— begin Records for processing —

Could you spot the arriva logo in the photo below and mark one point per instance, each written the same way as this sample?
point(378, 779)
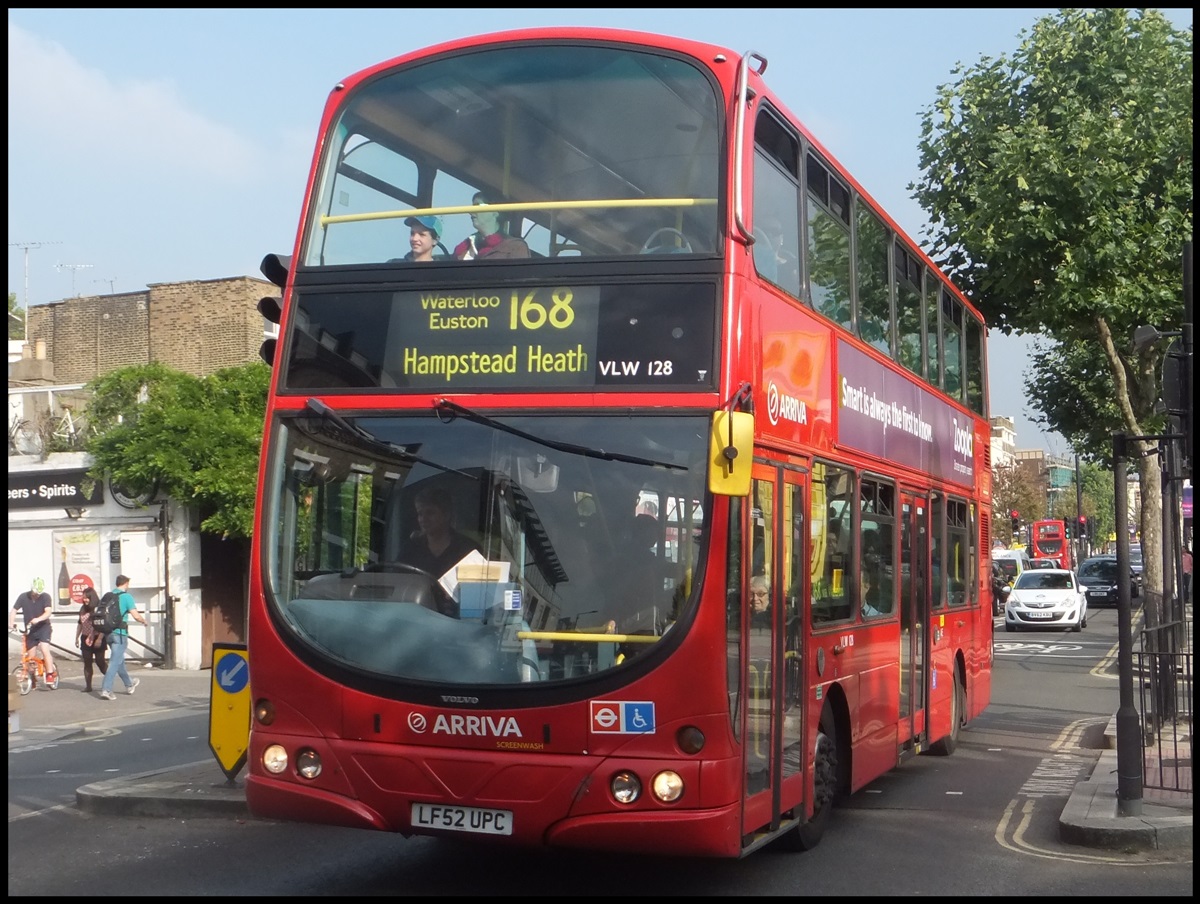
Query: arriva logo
point(467, 725)
point(781, 406)
point(964, 441)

— end Records for processing —

Return the entries above line for line, character for character, leaving the pictures out.

Could you spot the arriva logo in the photo below and mark one point per instance, each written the same way as this sample?
point(378, 779)
Query: arriva logo
point(467, 725)
point(781, 406)
point(964, 441)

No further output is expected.